■ TEXT SHOWN:
⁂
In view of the large amount of research and diagnosis and treatment data on AD disease at present, it is necessary to conduct a comprehensive analysis of AD, clarify the current research and clinical application progress on the pathogenesis and diagnosis and treatment scheme of the disease, and provide ideas for the future research direction, diagnostic technology and methods on depression, with a view to providing ideas for further research and clinical practice.
2. Pathogenesis of Alzheimer’s Disease
AD is a common neurodegenerative disease. Clinically, it is characterized by memory impairment, aphasia, agnosia and impairment of visuospatial skills, even dementia. 30% - 50% of patients with AD have some mental behavior abnormalities more or less. The most common ones are vision and hallucinations, as well as aggressive behavior, restlessness, depression, etc. Its incidence rate is increasing year by year worldwide. However, almost all drugs targeting the classical pathogenesis have not achieved satisfactory clinical effects. This makes scientists gradually shift from simple amyloid-hypothesis to new pathogenesis theory, including gamma oscillation, prion like transmission, cerebral vasoconstriction, the role of growth hormone secretagogue receptor 1 (GHSR1) α pathways, microbial infection, and inflammation dissipation disorders. The amyloid cascade hypothesis and tau hyperphosphorylation hypothesis are considered to be the classical pathogenesis of AD [1].
⁂
■ RECORDED INFORMATION:
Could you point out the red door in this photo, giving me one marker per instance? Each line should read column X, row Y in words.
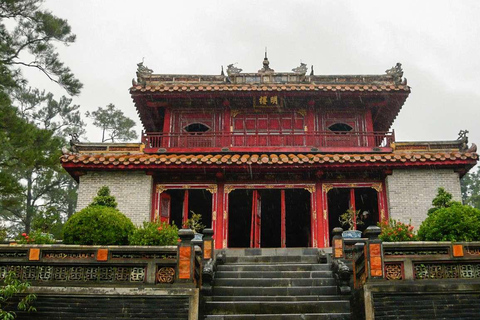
⁂
■ ACTIVITY: Reproduce the passage on Alzheimer's disease between "In view of the" and "and clinical practice.", inclusive, substituting "thorough" for "comprehensive".

■ ANSWER AREA:
In view of the large amount of research and diagnosis and treatment data on AD disease at present, it is necessary to conduct a thorough analysis of AD, clarify the current research and clinical application progress on the pathogenesis and diagnosis and treatment scheme of the disease, and provide ideas for the future research direction, diagnostic technology and methods on depression, with a view to providing ideas for further research and clinical practice.